**What you have to do**
Which lines of the material below contain the word "dark"? Locate each one and copy it out in full.
[start of Records shown]
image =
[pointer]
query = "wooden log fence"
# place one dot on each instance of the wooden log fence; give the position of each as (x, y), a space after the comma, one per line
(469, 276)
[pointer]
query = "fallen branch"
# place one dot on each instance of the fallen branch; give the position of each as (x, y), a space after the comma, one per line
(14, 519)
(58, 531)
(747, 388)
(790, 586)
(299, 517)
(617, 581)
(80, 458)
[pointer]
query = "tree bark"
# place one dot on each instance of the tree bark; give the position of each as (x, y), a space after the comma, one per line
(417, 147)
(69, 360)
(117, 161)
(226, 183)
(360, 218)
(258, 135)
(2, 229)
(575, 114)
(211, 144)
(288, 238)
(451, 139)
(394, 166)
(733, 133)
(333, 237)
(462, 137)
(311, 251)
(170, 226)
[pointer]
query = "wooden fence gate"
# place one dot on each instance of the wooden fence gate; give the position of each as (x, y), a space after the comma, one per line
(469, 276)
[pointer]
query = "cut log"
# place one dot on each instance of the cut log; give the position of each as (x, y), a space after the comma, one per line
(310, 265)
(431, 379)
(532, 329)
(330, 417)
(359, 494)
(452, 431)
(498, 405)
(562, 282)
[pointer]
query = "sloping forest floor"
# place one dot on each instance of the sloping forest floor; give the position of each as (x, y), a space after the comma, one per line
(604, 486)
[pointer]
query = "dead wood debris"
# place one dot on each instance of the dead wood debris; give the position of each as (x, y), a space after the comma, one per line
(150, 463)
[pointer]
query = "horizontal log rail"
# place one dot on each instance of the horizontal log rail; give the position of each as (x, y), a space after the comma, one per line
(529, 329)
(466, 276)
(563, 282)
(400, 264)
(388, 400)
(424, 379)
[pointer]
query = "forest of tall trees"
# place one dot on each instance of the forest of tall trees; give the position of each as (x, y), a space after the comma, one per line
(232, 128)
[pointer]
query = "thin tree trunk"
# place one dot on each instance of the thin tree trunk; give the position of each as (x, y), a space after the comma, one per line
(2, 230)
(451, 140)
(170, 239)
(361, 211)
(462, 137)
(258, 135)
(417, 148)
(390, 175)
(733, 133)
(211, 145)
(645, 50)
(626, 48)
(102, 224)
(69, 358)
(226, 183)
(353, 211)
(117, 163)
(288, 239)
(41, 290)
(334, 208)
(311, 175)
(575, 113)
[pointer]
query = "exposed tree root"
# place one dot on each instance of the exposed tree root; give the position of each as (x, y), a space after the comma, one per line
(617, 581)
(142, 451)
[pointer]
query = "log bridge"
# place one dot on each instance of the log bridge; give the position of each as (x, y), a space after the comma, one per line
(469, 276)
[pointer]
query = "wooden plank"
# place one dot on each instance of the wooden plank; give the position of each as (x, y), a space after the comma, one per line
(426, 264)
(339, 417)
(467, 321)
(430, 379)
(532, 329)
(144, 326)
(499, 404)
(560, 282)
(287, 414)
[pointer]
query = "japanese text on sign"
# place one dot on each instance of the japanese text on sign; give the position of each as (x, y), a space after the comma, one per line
[end of Records shown]
[start of Records shown]
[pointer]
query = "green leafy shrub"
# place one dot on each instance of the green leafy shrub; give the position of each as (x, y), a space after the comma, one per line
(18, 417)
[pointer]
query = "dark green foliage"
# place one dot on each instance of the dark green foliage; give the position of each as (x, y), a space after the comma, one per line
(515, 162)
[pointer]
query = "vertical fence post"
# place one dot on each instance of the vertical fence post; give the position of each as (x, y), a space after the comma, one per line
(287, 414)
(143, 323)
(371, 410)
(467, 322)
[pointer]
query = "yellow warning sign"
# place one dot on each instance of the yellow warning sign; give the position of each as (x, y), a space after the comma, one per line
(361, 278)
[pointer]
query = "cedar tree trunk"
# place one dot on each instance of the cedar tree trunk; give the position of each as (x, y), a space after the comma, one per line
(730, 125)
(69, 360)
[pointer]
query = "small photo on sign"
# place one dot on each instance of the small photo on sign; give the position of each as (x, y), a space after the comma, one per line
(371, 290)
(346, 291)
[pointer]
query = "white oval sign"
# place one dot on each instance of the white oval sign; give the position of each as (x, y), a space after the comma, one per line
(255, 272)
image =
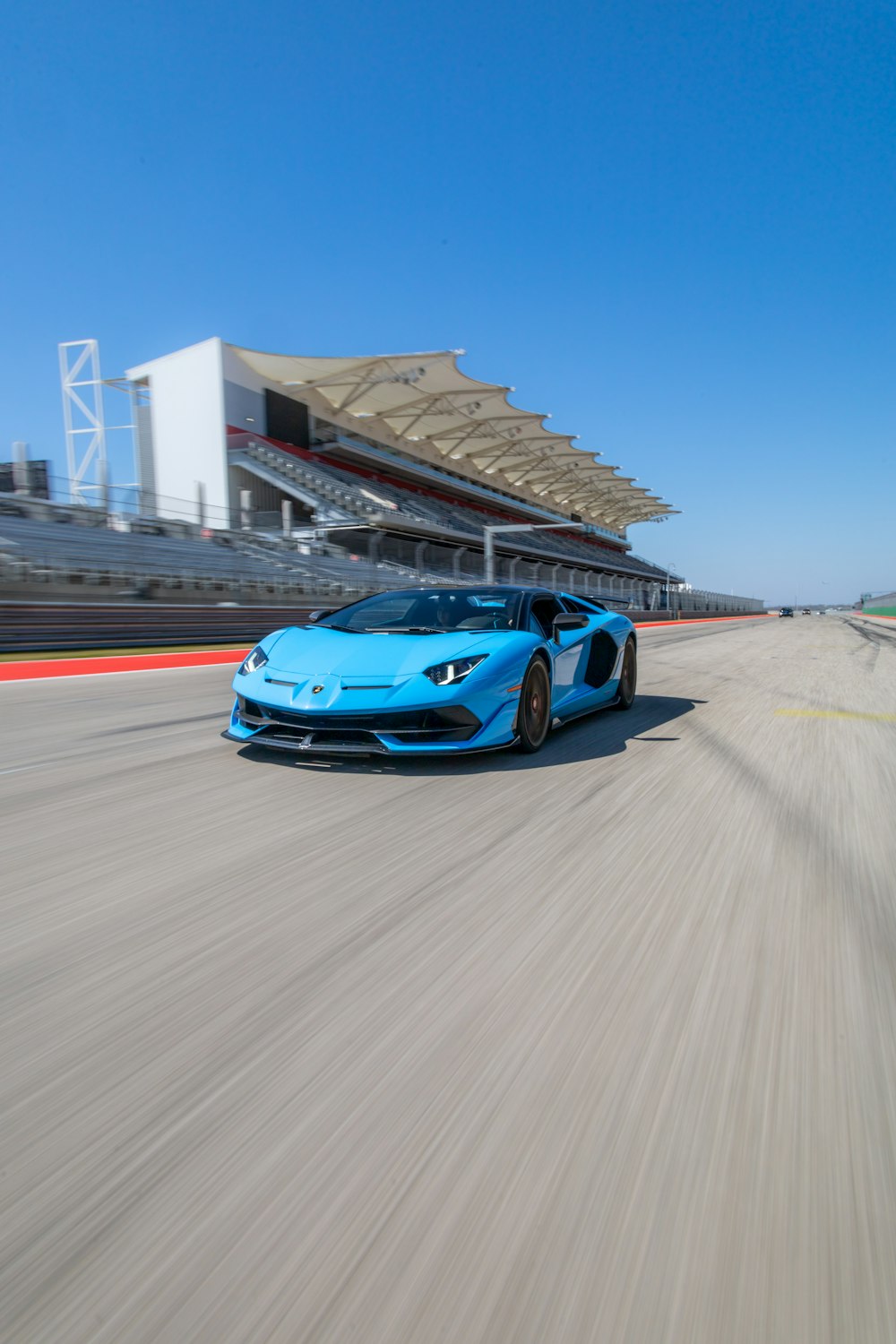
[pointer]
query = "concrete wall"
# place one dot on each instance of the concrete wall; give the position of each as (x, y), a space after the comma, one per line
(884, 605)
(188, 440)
[end of Records shown]
**Exercise output**
query = "dark green foliage"
# place one dot on each instance of the dark green foliage; give the position of each as (x, y), a space after the comma, one per line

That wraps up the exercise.